**DOCUMENT TEXT:**

-----

With its bold, dynamic forms, Robert Motherwell’s Elegy to the Spanish Republic No. 160 belongs to one of the most compelling series in postwar art. Constituting a meditation on life and death, this large-scale canvas displays the artist’s mature mastery over black and white, orchestrating the two colors into silent, rhythmic, and contemplative configurations which achieve a sublime serenity. Held in the same private collection for nearly fifty years, the work is a prime example from the artist’s Elegies series, his magnum opus and one of the most significant accomplishments of Abstract Expressionism. The respected art historian H.H. Arnason once proclaimed that “many of the Elegies are among the most important paintings of the twentieth century” (H.H. Arnason, “Robert Motherwell,” in Robert Motherwell, Second Edition, New and Revised, ed. E. Grand, New York, 1982, p. 28), and their impact on the trajectory of art history was both immediate and long-lasting.

Across the span of a quarter century, Motherwell relentlessly pursued his elegiac theme across many variations, rigidly interpreting and reinterpreting the emotional power of his monochromatic palette. The work becomes a poem in space, functioning both independently and as a part of a larger epic verse. Striking at the very heart of Motherwell’s lifelong effort to infuse his abstracted works with meaning, knitting it into the very fabric of his canvas and dispersing it across his composition, Elegy to the Spanish Republic No. 160 is both deeply political and profoundly personal. It operates as an oblique metaphor evoking, yet not describing, Spain after the civil war while at the same time capturing more broadly the contrast and interrelation between life and death.

In addition to its own inherent qualities, Elegy to the Spanish Republic No. 160 also bridges the gap between two of the greatest movements in twentieth-century art: Surrealism and Abstract Expressionism. Its implicit allusion to politics, literature, and poetry recall René Magritte and Joan Miró while its gestural energy and evocative brushstrokes demonstrates why Motherwell was a leader of American abstraction. Even though he was the youngest member of the group, his sophistication and eloquence led to him being the spokesman for the Abstract Expressionists, personally coining the term “New York School” and articulating the movement’s ambitions to the broader public. Instantly recognizable and a cornerstone of many museums’ twentieth-century galleries, the Elegies, much like other significant abstract series like Rothko’s color field series or Jackson Pollock’s drip paintings, are amongst the most important contribution to 20th Century Art. The Elegies occupy the same revered pantheon as Pablo Picasso’s Guernica, which similarly decries the horrors of the Spanish Civil War, Motherwell expanding the motifs instigated by the Spanish master.

-----

**Stored entries:**
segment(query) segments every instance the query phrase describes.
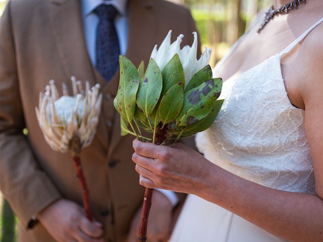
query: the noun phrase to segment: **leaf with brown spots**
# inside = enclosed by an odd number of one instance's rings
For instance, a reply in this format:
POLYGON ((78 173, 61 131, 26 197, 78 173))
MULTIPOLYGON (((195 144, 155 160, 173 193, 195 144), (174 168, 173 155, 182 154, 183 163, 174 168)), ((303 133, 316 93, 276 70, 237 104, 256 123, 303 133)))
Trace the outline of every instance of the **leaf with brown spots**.
POLYGON ((222 79, 210 79, 184 94, 182 109, 176 124, 187 126, 202 119, 211 111, 222 89, 222 79))
POLYGON ((175 54, 166 64, 165 67, 163 69, 162 75, 163 75, 162 96, 179 82, 181 82, 183 84, 182 85, 182 88, 184 88, 185 76, 183 65, 178 54, 175 54))
POLYGON ((146 72, 140 80, 136 100, 137 105, 146 117, 149 117, 156 106, 162 87, 163 77, 159 68, 153 59, 150 58, 146 72))
POLYGON ((139 66, 138 67, 138 73, 139 75, 139 80, 142 78, 143 74, 145 73, 145 63, 143 60, 141 60, 139 66))
POLYGON ((121 136, 125 136, 129 134, 131 131, 128 128, 129 124, 125 121, 122 117, 120 117, 120 128, 121 129, 121 136))
POLYGON ((224 100, 223 99, 216 101, 213 108, 212 108, 210 113, 204 118, 189 125, 185 129, 185 132, 196 134, 208 129, 216 120, 224 101, 224 100))
POLYGON ((188 84, 185 87, 184 93, 187 93, 190 90, 198 87, 203 82, 212 78, 212 69, 209 65, 202 68, 198 72, 194 74, 188 84))
POLYGON ((174 120, 180 112, 184 101, 182 82, 174 85, 163 97, 159 108, 159 116, 163 125, 174 120))
POLYGON ((139 84, 137 68, 126 56, 119 56, 120 78, 115 107, 125 121, 132 122, 136 107, 136 95, 139 84))

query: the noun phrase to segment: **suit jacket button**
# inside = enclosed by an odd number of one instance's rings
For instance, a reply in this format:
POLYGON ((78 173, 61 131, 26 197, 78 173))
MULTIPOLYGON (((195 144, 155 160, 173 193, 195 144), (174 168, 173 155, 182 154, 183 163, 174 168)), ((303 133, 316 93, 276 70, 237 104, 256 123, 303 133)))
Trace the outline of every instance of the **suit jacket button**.
POLYGON ((107 216, 109 215, 110 213, 110 211, 109 210, 101 211, 101 212, 100 212, 100 214, 101 214, 101 216, 103 217, 107 216))
POLYGON ((113 123, 111 120, 107 120, 105 122, 105 124, 106 124, 106 126, 109 128, 111 128, 113 126, 113 123))
POLYGON ((112 159, 111 160, 110 160, 110 162, 109 162, 109 167, 110 168, 114 167, 115 166, 116 166, 116 165, 117 164, 117 162, 118 162, 118 161, 115 159, 112 159))

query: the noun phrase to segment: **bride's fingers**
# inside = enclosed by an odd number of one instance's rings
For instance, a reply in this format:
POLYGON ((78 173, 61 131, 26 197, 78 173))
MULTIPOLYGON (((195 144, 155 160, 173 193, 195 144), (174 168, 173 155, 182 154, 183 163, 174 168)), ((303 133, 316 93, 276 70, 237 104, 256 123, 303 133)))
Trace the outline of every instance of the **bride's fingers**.
POLYGON ((139 177, 139 184, 147 188, 155 188, 155 184, 148 178, 144 177, 142 175, 139 177))
POLYGON ((153 159, 142 156, 137 153, 134 153, 132 155, 132 160, 140 166, 152 171, 154 170, 154 165, 156 164, 153 159))
POLYGON ((169 147, 163 145, 156 145, 152 143, 143 143, 136 139, 132 142, 135 151, 143 156, 152 158, 160 158, 169 147))
POLYGON ((139 173, 140 175, 144 176, 146 178, 148 178, 148 179, 153 180, 153 173, 151 172, 151 171, 148 170, 148 169, 146 169, 142 166, 140 166, 140 165, 137 164, 136 165, 136 171, 139 173))

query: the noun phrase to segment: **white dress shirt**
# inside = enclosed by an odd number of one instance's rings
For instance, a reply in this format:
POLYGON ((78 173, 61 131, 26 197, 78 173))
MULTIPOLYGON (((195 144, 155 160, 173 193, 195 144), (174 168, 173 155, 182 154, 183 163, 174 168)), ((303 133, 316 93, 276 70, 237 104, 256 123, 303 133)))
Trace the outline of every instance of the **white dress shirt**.
MULTIPOLYGON (((101 4, 112 5, 119 12, 119 14, 115 19, 115 26, 119 40, 119 47, 121 54, 126 54, 128 46, 127 0, 81 0, 82 16, 86 47, 91 61, 94 66, 96 64, 95 44, 96 30, 99 23, 99 18, 93 11, 101 4)), ((178 203, 178 198, 174 192, 163 189, 157 189, 157 190, 166 196, 173 206, 178 203)))

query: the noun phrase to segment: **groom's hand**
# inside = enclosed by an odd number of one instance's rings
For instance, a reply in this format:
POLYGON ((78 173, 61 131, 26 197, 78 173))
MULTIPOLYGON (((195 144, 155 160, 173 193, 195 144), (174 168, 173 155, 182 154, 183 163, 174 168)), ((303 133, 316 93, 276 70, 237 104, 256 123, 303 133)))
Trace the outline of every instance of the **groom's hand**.
MULTIPOLYGON (((169 200, 160 192, 154 190, 152 194, 151 208, 147 228, 147 240, 149 242, 164 242, 169 239, 173 222, 173 206, 169 200)), ((135 242, 138 236, 141 207, 134 217, 129 242, 135 242)))
POLYGON ((48 232, 59 242, 103 242, 102 225, 91 222, 83 209, 76 203, 61 199, 37 215, 48 232))

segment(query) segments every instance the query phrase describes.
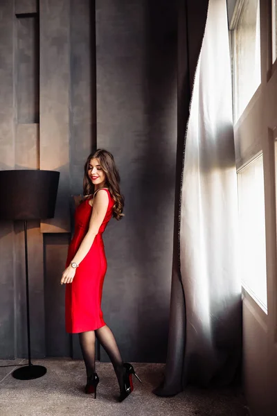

-----

**TASKS:**
[1] Name every artist other than Motherwell mentioned in the passage on Motherwell's Elegy.
[2] Pick up the passage on Motherwell's Elegy after its final sentence and keep writing.

**PER-TASK OUTPUTS:**
[1] René Magritte, Joan Miró, Rothko, Jackson Pollock, Pablo Picasso

[2]
Compositionally, Elegy to the Spanish Republic No. 160 oscillates between rectangular and ovular forms painted in a vivid black against an equally textured white ground. The interplay between these forms establishes a palpable tension between the tectonic and the organic, establishing a highly dynamic tableau which achieves structural stability while encouraging a narrative impulse. The powerful verticality of the rightmost black rectangle establishes a permanence which juxtapose against the more liminal ephemerality of the ovoid forms. The rightmost ovoid appears to be either dissipating or synthesizing, pressed as it is between the outer bounds of the canvas and the dominance of the black column. The central two ovoids are more consolidated, controlled by the columnal forms yet solidly stabilized against their weight, with the leftward column bending, giving way to the organic energy emitting outward by the circular forms.

This dual vocabulary of contrasting forms proceeding frieze-like across the canvas embodies and refines the consistent syntax and intensity of the Elegies series’ highly charged iconography. The sense of intense repetition also conveys what Motherwell describes as a “trait of nerves, a running the gauntlet” which the artist felt evoked a particularly Spanish sentimentality (ibid., p.108). The pair of horizontal black lines—a rarity for the series—partially encapsulate the forms within a central register, heightening the sense in which the work occupies the frieze and recalling the frenzied energy of the Parthenon’s metopes.

"I know who had sent them in those green cases.
Who doesn't lose his mind will receive like me that wire in my neck up to the ear."
- Harold Rosenberg, "The Bird for Every Bird" (1948)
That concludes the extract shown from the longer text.